BRIEF:
Extract all of the data and reproduce it precisely.

---------- INFORMATION SUPPLIED

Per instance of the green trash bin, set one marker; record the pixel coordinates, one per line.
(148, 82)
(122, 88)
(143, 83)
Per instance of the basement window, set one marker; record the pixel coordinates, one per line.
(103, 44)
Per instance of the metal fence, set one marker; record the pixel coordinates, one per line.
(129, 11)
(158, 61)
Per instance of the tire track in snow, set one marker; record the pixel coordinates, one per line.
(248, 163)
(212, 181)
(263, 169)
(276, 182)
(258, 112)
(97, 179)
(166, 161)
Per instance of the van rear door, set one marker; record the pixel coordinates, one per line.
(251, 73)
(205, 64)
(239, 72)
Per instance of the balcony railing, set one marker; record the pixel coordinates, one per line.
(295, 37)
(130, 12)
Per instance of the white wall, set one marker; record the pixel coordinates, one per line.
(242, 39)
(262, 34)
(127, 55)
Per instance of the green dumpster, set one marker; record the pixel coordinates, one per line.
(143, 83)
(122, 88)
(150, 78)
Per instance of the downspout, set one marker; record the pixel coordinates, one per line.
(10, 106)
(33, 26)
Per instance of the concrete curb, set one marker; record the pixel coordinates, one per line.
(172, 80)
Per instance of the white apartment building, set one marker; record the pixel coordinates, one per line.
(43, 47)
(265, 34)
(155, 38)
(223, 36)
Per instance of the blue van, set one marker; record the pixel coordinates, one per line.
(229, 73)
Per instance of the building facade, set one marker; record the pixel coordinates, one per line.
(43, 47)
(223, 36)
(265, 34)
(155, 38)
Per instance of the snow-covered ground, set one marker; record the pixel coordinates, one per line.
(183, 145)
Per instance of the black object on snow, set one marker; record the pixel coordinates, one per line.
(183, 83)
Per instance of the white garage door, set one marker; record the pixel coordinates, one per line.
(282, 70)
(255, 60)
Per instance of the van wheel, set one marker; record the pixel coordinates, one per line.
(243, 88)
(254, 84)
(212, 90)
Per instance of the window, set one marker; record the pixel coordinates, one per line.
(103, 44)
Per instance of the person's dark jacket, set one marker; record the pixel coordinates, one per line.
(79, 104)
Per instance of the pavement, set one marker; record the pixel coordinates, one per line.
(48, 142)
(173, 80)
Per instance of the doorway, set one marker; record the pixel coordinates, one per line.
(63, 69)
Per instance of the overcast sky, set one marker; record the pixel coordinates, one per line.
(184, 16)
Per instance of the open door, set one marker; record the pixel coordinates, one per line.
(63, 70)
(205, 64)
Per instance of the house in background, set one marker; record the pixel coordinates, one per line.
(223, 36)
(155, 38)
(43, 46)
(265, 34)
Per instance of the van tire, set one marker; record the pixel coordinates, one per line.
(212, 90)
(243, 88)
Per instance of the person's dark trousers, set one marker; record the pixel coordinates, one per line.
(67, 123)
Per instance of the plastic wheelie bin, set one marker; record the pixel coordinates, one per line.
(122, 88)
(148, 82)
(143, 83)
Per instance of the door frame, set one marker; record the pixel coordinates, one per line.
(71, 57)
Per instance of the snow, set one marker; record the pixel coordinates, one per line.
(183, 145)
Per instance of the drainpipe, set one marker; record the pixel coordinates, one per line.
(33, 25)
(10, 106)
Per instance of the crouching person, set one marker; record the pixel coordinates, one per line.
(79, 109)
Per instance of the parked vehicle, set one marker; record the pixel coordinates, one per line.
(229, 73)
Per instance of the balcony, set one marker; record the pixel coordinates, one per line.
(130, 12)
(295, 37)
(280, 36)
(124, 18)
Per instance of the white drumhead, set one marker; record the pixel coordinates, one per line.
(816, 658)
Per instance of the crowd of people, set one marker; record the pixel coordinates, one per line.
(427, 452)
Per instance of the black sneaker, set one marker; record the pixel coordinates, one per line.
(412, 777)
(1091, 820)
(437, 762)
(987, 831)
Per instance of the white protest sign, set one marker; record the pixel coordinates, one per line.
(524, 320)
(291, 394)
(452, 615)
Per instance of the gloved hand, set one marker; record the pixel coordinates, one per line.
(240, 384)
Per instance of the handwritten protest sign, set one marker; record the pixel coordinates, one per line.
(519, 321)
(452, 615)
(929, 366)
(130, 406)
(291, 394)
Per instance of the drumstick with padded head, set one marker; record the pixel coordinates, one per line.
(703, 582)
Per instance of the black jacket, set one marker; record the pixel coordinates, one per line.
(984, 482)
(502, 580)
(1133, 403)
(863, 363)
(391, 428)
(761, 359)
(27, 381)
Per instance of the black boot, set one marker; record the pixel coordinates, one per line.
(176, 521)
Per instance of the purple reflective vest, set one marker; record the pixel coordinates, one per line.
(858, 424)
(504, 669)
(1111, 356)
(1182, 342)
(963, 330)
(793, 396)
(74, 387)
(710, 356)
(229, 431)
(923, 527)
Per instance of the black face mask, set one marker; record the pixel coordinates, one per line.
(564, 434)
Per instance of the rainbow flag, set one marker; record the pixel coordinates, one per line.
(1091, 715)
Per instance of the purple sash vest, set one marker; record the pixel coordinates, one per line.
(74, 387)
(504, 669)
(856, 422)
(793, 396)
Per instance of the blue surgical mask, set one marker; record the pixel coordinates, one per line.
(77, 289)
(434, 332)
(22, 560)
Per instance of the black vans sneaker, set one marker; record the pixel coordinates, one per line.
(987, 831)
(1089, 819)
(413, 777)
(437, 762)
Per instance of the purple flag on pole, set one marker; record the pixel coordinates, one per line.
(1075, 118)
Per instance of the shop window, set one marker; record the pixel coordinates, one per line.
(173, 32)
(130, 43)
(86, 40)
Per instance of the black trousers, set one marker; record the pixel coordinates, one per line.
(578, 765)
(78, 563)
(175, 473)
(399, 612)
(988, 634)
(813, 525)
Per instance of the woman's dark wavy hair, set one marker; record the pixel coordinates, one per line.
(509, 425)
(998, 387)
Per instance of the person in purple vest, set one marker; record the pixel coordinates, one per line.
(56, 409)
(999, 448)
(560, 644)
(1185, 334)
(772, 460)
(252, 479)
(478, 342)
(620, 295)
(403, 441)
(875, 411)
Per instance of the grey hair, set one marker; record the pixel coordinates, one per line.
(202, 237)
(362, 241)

--------------------

SOLUTION:
Per instance of the green trash bin, set one marker; record the pixel coordinates, one per line.
(148, 82)
(122, 88)
(143, 83)
Per instance of the basement window, set one marker; record the pixel coordinates, one per line.
(103, 44)
Per instance of the metal fence, set one marker; record the pixel coordinates, one per line.
(129, 11)
(158, 61)
Per instance of the tire track in snow, set one marker; record the pixel coordinates, one per line.
(248, 163)
(212, 181)
(263, 169)
(276, 182)
(258, 112)
(97, 179)
(166, 161)
Per instance of the van rear door, set one marker; record the pixel coordinates, one per line.
(251, 73)
(205, 64)
(239, 72)
Per instance of the balcony railing, set one marker; record the pixel coordinates, one per line.
(295, 37)
(130, 12)
Per instance of the white wall, set one marker; record the pixel coordinates, one per line.
(242, 39)
(262, 34)
(127, 55)
Per instance of the green dumpster, set one marker; record the pixel coordinates, one per line.
(143, 83)
(122, 88)
(150, 78)
Per instance of the downspout, set one marker; record the pixel coordinates, one per line.
(10, 106)
(33, 26)
Per instance of the concrete curb, set one marker; record the pixel coordinates, one per line.
(172, 80)
Per instance of the white apartment building, set one marker; record the pixel coordinates, one per line.
(43, 47)
(265, 34)
(155, 38)
(223, 36)
Per instance of the blue van, set one marker; record the pixel coordinates, one per line.
(229, 73)
Per instance of the building facade, set one marker; record the pixel coordinates, one per line.
(43, 47)
(223, 36)
(265, 34)
(155, 38)
Per instance of the snow-covered ground, set one marker; record the pixel coordinates, one per line.
(183, 145)
Per instance of the black object on snow, set one marker; record the pixel coordinates, one per line.
(183, 83)
Per instance of the white garage door, set one marker; record the pixel coordinates, one per line.
(282, 70)
(255, 60)
Per instance of the van wheel, set one marker; record the pixel coordinates, one per line.
(243, 88)
(254, 84)
(212, 90)
Per instance of the window, set one marker; record the pixel coordinates, one per line.
(103, 44)
Per instance of the person's dark jacket, set one marker; record the pixel coordinates, one per line.
(79, 104)
Per instance of the pavement, set one marker; record the pixel coordinates, one per line.
(48, 142)
(173, 80)
Per instance of the doorway, set one marker; record the pixel coordinates, one per line.
(63, 69)
Per instance of the overcast sky, set one marker; record the pixel coordinates, one per line.
(184, 16)
Per instance of the open door, set one marker; record the pixel coordinates, one per line.
(63, 70)
(205, 64)
Per instance of the house in background, set one marker; record the pixel coordinates, one per line.
(223, 36)
(155, 38)
(43, 46)
(265, 34)
Per instance of the van tire, set one marker; record the pixel coordinates, one per line.
(212, 90)
(243, 88)
Per instance of the person's dark trousers, set one marker; record the pixel coordinates, one per line.
(67, 123)
Per instance of the plastic wheelie bin, set one marker; record the pixel coordinates, one per line.
(122, 88)
(148, 82)
(143, 83)
Per instance of the door frame, set one marker; record the pixel coordinates, one per line.
(71, 57)
Per instance of the snow, set one marker; record the pixel coordinates, one per line.
(183, 145)
Per instance of the drainpipe, set one marker; record the pixel coordinates, one per line.
(33, 25)
(10, 106)
Per instance of the crouching person, set one marker; record the pixel coordinates, one per line.
(79, 109)
Per instance of the parked vehicle, set one marker; record the pixel coordinates, one per line.
(229, 73)
Per instance of the balcony, set one marker; record the pixel coordinates, one per line.
(130, 12)
(295, 37)
(280, 36)
(124, 18)
Per instance of the white drumhead, set one marker; record the pixel coordinates, one per line.
(816, 658)
Per instance of the crowd of people, set one marker; record the pixel coordinates, one per line.
(427, 452)
Per instance of the black sneaker, set one marker; record the pixel coordinates, one per line.
(412, 777)
(1091, 820)
(437, 762)
(987, 831)
Per instance of the white protest sign, set one marker; record the pixel coordinates, one per line.
(524, 320)
(291, 394)
(452, 615)
Per instance of the gloved hand, set one marker; record the pixel coordinates, one per line.
(240, 384)
Per instance of the handwritten protest sign, set one marker; record the pixel coordinates, one per line.
(519, 321)
(452, 615)
(929, 366)
(130, 406)
(291, 394)
Per instance of the drumstick with padded head, set one marker; record the pixel coordinates, one per line.
(703, 582)
Per instance of the black jacket, set one marker; record the pixel coordinates, one per line.
(984, 482)
(502, 580)
(1133, 403)
(863, 363)
(391, 428)
(761, 359)
(27, 381)
Per instance of the black boot, set one marker; record the pixel coordinates, one per line.
(176, 521)
Per instance of the purple reflective vest, set one marker; record the pixel coordinates, one per line.
(858, 424)
(504, 669)
(1111, 356)
(1182, 342)
(963, 330)
(793, 396)
(74, 387)
(710, 356)
(229, 431)
(923, 527)
Per instance of the black face mask, set one marker; record the pixel coordinates, one per line.
(564, 434)
Per instance of the rainbow flag, set one marker; record the pixel coordinates, one per line.
(1091, 715)
Per instance of the purple sash vest, set one marker; record the pixel coordinates, one per line.
(74, 387)
(504, 669)
(856, 422)
(793, 396)
Per instance of the blue surgical mask, set one marker; record the pixel coordinates, one per line.
(77, 289)
(434, 332)
(22, 560)
Per instance of the black vans sneaker, set one marker; record the pixel coordinates, one per line.
(987, 831)
(1089, 819)
(413, 777)
(437, 762)
Per instance of the purple flag on pole, set one marker; record the pixel coordinates, one per line.
(1075, 118)
Per instance of the shop window, set one marker; record the pixel coordinates, one per line.
(173, 32)
(130, 43)
(86, 40)
Per instance of the black trousers, set one marker; record the pixel coordinates, one per line.
(578, 765)
(78, 563)
(175, 473)
(399, 612)
(988, 634)
(813, 525)
Per instance of the woman's dark wavy hair, set one marker; record the pixel coordinates, one per line.
(509, 425)
(998, 387)
Per instance of the person in purple vest, set one marker; record the pixel coordinates, one per line.
(56, 409)
(999, 448)
(560, 644)
(1185, 334)
(772, 460)
(252, 479)
(478, 342)
(620, 295)
(403, 441)
(875, 411)
Per instance of the grey hair, set one marker; record the pixel coordinates, one per line.
(202, 237)
(362, 241)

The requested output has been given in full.